- Work instruction A
In the passage about using smartphones in class, explain why directing students to the right website and links wasn't too difficult.
- Work instruction B
Copy the passage about using smartphones in class from "Entering class I" down to "later in class.", replacing "IWB" with "interactive whiteboard".

This week was the first time I have got my students to use their smartphones in the classroom. I hadn’t planned to use smartphones in the classroom but the positive results really got me thinking about my future lessons and how to include the use of smart phones more.

The first opportunity arose after I was told that the printer wasn’t working one day as I came into the college. I was covering for a sick teacher so no printing had been done in preparation for the lesson and I was left thinking about what to do instead.

smartphones

Entering class I had decided to just work from the book, but after looking around the classroom I noticed that every student had a smartphone. I had 7 students in class and all, whether it be a Blackberry, an iPhone or an Android, placed their phones in front of them as soon as they sat down. An idea popped into my head and I started to direct students to the website where I had a gap fill exercise as a downloadable document. Luckily I had an IWB to use in class so directing students to the right website and links wasn’t too difficult. Once there, I instructed students to download the task sheet so that they had it ready to use later in class.

- Recorded data
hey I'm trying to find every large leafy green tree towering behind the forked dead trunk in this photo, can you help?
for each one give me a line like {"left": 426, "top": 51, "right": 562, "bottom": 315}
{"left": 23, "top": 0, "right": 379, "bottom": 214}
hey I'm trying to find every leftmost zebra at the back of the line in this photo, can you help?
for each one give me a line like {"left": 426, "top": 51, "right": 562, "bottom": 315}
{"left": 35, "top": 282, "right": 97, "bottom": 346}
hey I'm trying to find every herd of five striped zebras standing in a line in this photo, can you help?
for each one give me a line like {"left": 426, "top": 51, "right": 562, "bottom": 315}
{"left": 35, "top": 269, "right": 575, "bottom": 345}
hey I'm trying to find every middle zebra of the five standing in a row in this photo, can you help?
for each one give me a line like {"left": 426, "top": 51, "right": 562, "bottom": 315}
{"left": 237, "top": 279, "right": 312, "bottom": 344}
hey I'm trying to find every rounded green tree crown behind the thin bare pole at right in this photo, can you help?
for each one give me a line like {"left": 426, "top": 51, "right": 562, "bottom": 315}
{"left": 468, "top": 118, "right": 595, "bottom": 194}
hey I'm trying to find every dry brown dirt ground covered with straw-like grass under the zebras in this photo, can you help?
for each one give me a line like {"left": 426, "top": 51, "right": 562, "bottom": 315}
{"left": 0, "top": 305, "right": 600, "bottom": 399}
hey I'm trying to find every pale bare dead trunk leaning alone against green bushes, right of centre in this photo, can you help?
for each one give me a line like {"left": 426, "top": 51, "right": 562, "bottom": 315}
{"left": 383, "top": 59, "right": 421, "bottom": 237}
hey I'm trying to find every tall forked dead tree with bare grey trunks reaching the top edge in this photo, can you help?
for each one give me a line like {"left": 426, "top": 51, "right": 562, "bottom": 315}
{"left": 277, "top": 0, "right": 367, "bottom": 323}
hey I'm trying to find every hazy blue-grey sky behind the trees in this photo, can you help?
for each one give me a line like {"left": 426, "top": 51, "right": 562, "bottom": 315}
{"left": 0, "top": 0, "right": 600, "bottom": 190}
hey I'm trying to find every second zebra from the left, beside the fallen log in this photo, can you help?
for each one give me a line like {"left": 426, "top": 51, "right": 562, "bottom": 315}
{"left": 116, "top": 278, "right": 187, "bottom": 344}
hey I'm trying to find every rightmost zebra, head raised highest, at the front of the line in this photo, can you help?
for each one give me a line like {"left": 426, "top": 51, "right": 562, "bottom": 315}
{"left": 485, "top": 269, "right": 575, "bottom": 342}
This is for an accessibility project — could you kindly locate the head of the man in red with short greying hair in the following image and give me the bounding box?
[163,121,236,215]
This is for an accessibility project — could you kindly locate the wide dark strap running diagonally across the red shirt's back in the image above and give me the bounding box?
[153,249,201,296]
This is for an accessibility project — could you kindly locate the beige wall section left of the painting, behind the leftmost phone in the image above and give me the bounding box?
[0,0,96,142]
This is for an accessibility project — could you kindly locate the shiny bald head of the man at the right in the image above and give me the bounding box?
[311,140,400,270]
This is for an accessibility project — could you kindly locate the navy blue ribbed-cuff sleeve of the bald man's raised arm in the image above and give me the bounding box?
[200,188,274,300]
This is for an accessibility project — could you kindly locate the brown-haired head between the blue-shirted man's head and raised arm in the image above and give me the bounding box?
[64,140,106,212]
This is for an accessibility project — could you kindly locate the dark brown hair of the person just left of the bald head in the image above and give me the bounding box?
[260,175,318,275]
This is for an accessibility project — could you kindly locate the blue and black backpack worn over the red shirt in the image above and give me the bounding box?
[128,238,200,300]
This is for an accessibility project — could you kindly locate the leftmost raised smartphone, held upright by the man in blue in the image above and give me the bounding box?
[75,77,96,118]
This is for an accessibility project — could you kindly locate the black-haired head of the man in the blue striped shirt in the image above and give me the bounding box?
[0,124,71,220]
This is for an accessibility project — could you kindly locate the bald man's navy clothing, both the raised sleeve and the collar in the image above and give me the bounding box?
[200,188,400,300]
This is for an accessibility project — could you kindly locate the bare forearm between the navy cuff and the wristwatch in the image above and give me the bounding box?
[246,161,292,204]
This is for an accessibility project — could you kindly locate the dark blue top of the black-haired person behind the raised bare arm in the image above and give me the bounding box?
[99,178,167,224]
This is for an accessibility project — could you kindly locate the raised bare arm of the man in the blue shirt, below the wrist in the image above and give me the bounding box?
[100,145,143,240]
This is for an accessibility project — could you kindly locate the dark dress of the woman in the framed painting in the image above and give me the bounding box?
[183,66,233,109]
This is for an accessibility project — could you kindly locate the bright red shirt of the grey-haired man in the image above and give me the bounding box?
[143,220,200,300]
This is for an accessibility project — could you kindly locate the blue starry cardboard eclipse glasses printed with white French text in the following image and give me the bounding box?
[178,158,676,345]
* * *
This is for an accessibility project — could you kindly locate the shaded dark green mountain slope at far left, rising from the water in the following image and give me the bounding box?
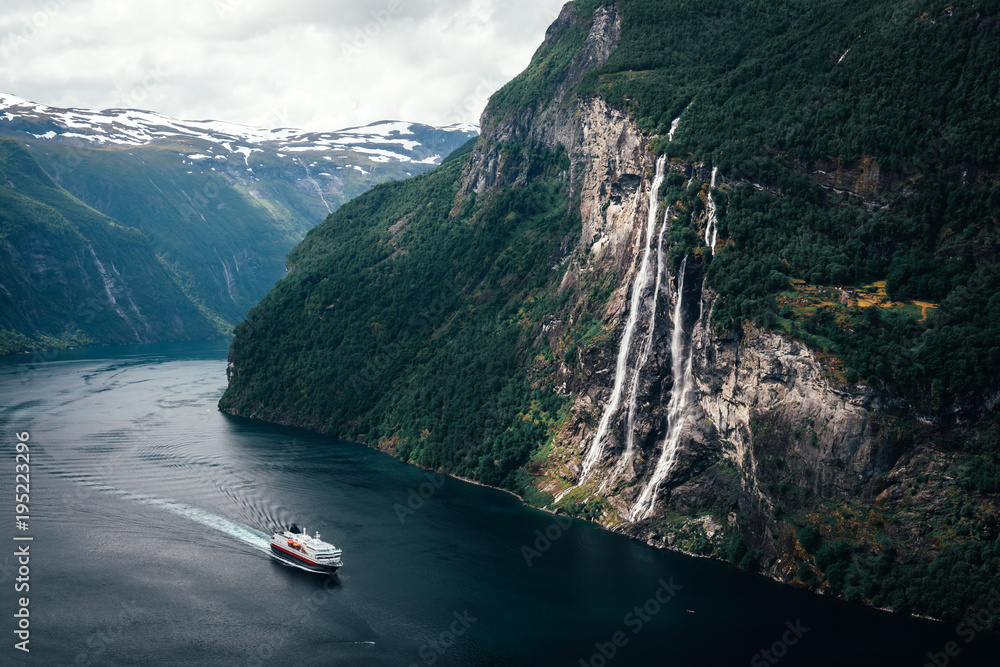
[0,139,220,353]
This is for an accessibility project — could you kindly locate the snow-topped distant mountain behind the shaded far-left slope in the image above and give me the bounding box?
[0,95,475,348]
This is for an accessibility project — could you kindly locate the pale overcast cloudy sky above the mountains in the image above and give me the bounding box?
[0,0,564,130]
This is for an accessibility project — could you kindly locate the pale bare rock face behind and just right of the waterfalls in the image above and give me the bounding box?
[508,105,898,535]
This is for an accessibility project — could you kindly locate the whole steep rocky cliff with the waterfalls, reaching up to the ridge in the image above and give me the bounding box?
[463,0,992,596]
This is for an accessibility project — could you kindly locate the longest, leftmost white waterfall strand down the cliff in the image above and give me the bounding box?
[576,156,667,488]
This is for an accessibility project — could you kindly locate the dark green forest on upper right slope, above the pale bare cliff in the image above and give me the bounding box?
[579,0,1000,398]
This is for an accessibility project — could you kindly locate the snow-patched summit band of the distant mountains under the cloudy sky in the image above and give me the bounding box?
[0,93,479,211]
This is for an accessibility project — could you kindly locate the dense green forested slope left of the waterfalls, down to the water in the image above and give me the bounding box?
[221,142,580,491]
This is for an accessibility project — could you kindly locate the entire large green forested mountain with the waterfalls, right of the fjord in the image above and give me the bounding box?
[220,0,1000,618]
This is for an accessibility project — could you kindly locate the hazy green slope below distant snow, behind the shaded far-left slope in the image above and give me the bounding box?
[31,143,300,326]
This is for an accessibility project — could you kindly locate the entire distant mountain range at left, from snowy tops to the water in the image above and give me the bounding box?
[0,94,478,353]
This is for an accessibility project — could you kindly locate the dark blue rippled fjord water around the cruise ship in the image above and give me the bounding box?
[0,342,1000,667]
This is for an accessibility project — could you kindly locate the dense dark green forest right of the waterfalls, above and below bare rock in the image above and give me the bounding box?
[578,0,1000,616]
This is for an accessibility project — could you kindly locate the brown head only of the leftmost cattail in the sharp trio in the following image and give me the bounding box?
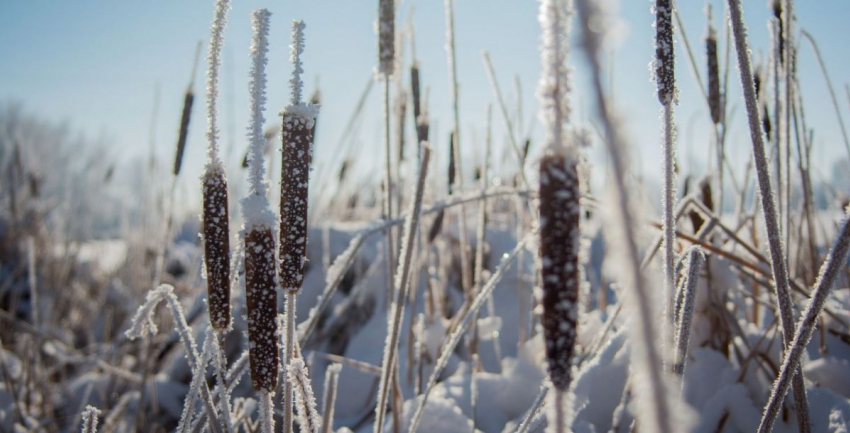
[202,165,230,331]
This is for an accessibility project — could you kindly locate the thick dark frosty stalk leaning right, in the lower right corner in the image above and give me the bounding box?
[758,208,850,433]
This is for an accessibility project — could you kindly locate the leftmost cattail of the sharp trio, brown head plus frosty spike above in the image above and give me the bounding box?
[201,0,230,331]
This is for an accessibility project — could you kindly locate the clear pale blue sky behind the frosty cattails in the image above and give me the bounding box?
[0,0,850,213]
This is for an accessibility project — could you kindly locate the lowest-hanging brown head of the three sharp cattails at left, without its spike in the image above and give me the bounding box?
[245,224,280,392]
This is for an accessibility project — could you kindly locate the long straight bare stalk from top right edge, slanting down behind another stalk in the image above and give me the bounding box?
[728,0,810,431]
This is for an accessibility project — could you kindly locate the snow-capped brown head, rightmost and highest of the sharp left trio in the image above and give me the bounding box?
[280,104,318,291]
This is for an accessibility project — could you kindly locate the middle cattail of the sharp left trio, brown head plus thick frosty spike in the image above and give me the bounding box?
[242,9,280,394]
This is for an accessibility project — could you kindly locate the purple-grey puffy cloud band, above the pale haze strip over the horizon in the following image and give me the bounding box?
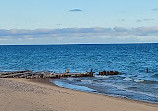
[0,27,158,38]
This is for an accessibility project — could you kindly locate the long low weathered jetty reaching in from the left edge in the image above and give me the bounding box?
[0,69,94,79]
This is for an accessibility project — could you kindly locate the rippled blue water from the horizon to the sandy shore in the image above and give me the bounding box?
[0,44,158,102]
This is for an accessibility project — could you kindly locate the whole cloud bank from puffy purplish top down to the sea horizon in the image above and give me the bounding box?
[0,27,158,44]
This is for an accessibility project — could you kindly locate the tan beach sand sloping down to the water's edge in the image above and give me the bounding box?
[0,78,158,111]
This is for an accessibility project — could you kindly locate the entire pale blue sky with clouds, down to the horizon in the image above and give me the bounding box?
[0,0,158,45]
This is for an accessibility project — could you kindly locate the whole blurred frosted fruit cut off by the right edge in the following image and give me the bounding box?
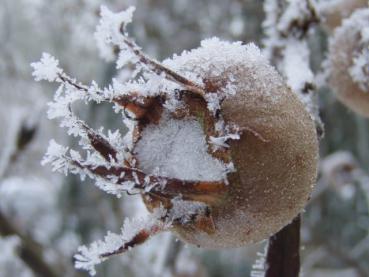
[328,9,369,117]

- Exercise answer A
It wasn't too difficult because the teacher had an IWB to use in class.

- Exercise answer B
Entering class I had decided to just work from the book, but after looking around the classroom I noticed that every student had a smartphone. I had 7 students in class and all, whether it be a Blackberry, an iPhone or an Android, placed their phones in front of them as soon as they sat down. An idea popped into my head and I started to direct students to the website where I had a gap fill exercise as a downloadable document. Luckily I had an interactive whiteboard to use in class so directing students to the right website and links wasn’t too difficult. Once there, I instructed students to download the task sheet so that they had it ready to use later in class.